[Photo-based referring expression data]
========================================
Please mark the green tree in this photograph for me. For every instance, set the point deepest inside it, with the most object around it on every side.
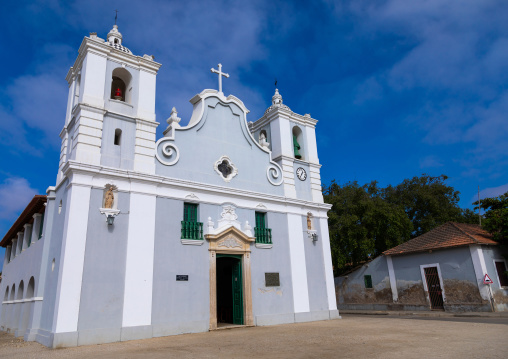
(362, 224)
(427, 201)
(495, 218)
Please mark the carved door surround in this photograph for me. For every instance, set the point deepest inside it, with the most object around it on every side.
(230, 241)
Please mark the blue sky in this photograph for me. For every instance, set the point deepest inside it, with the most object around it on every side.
(400, 87)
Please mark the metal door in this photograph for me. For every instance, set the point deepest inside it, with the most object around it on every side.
(237, 293)
(434, 288)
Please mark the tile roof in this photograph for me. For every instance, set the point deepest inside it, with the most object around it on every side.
(450, 234)
(36, 205)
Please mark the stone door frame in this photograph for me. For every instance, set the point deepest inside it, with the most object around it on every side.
(231, 241)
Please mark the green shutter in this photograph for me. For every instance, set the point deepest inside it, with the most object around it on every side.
(191, 228)
(260, 220)
(190, 212)
(368, 281)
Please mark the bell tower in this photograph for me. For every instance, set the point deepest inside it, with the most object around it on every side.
(110, 117)
(292, 139)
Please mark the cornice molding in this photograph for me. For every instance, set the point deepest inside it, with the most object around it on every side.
(75, 168)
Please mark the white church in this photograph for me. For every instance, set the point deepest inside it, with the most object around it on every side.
(221, 222)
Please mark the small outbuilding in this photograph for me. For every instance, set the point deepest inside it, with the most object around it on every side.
(447, 268)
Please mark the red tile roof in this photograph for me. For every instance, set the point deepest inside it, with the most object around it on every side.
(450, 234)
(36, 205)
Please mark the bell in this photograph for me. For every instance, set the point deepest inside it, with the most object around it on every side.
(118, 94)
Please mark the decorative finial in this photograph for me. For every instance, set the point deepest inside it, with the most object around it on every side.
(174, 117)
(277, 98)
(220, 76)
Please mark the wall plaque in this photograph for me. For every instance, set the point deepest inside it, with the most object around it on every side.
(272, 280)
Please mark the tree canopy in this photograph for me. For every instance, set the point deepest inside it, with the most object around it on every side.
(365, 220)
(495, 218)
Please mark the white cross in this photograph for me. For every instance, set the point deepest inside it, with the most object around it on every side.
(220, 76)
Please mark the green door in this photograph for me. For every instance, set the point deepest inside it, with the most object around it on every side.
(237, 293)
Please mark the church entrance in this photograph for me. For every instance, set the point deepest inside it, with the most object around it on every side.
(230, 280)
(229, 289)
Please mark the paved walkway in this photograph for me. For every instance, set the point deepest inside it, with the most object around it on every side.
(426, 313)
(351, 337)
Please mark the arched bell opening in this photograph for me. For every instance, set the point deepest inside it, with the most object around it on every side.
(31, 288)
(20, 290)
(121, 85)
(298, 149)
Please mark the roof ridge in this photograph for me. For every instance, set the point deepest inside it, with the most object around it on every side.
(467, 234)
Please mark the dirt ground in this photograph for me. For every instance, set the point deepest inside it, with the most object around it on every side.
(350, 337)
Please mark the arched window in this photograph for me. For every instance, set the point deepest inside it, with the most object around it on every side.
(297, 142)
(121, 85)
(31, 288)
(20, 290)
(118, 136)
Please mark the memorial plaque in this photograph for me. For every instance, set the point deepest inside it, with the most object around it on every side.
(272, 280)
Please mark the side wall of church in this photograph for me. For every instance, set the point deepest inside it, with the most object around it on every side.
(54, 254)
(102, 290)
(179, 307)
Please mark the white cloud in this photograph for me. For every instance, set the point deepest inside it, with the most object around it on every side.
(15, 194)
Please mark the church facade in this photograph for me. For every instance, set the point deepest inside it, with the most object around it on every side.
(219, 222)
========================================
● **Aim of the exercise**: Every record above should be transcribed exactly; the pictures stay out of the copy.

● **Solution to this task**:
Please mark the green tree in this photograph for me. For every instance, set the point deepest inside it, with the most object around it on every side.
(362, 224)
(427, 201)
(495, 218)
Please mark the carved door surround in this photograph for me. For every instance, set the point deepest inside it, with the most object around it on every side.
(230, 241)
Please mark the blue sky in this photograph for me. For every instance, set the point deepest inside it, with the most object around it on every side.
(400, 87)
Please mark the metal door in this photograph for me. For every instance, set the point deepest inside it, with the most object around it on every side.
(237, 293)
(434, 288)
Please mark the tile roof in this photograph for me. For every instance, set the point deepest inside it, with the most object around it on every side.
(450, 234)
(36, 205)
Please mark the stone door frame in this photograph for me. For every instance, set the point deepest inside it, with the most object around it on every side.
(231, 241)
Please mark the green shutter in this photograph for me. For every instance, set the point deepest inside it, with the most object around it on every side.
(191, 228)
(260, 220)
(190, 212)
(368, 281)
Please mark the bell tower in this photograph for me. For every instance, set the point deepest inside it, with the most object around it on every side.
(110, 117)
(292, 139)
Please mark the cornice molding in this photograph for me. For every instance, set the point deepest inside it, with the most object around it on every side.
(75, 168)
Please mark the white church in this photograph for me. For every instance, set the point deepest inside it, with the most object around it on every side.
(221, 222)
Please mark the small outbuilding in this photograph for me. For every instance, set the point deepest inside it, with the most object around it on every side.
(447, 268)
Please mark the red tile roof in this photograph for me. For every instance, set the point deepest inside it, with the most object around it on every side.
(450, 234)
(36, 205)
Please mark the bell in this photograph for me. For every instance, set the point deepest inside it, with the most object around it on every side.
(118, 94)
Please mark the decorative finial in this photograph for me. For every instance, set the point deepest inside it, with the most object around it on every side.
(174, 117)
(277, 98)
(220, 76)
Please mark the wall plaque in this photograph for me. For every instance, set the point deepest inside it, with the most object around it on every side.
(272, 280)
Please mark the tree canopy in this photograph for me. For every instance, set the point deepest inside it, with the most object around it on every side.
(365, 220)
(495, 218)
Please mark the white cross in this photograph for me. For every instance, set the point deepest inside it, with the most object around it on every side.
(220, 76)
Please mark the green door in this photograph for me. For every instance, set the point deepest inside it, with the most object around it on every side.
(237, 293)
Please mark the church entrance in this photograph for me. For every instance, set the point deepest inside it, with the most object around it on every side.
(230, 280)
(229, 289)
Please mark the paved walkway in this photograph for me. For every instance, set the point deepest inside it, with the most object around it on every side.
(426, 313)
(351, 337)
Please mark the arched bell opening in this photograph for me. For every instance, set the point deepest inside it, with the most object around it on every side.
(31, 288)
(20, 290)
(121, 85)
(298, 149)
Please mark the roof ridge in this photograph for me. For every instance, set the point deepest inside it, with the most object around it on every side.
(467, 234)
Please mark the dirt ground in this photograph for me. For every instance, set the point deepest inside it, with the most object around it on every side.
(350, 337)
Please mark the arched window in this photograph for me. For every instance, set the point deepest inside it, with the most object around it on every side.
(297, 142)
(121, 85)
(31, 288)
(20, 290)
(118, 136)
Please mark the memorial plaque in this photograph for me. For every instance, set the point deepest inside it, with the most object around it on every side.
(272, 280)
Please mark the side wall of church in this photograph for me. For every instance, set the point deepest inside it, with the most object around it on every side.
(54, 254)
(102, 290)
(179, 307)
Please mark the white cloud in this photograph for me. For every instance, set the point deepest inside it, with the most object around it on every side.
(15, 194)
Please mark the church facade in this photograph for me. For every instance, set the point deepest inside it, with the most object around it on every side.
(219, 222)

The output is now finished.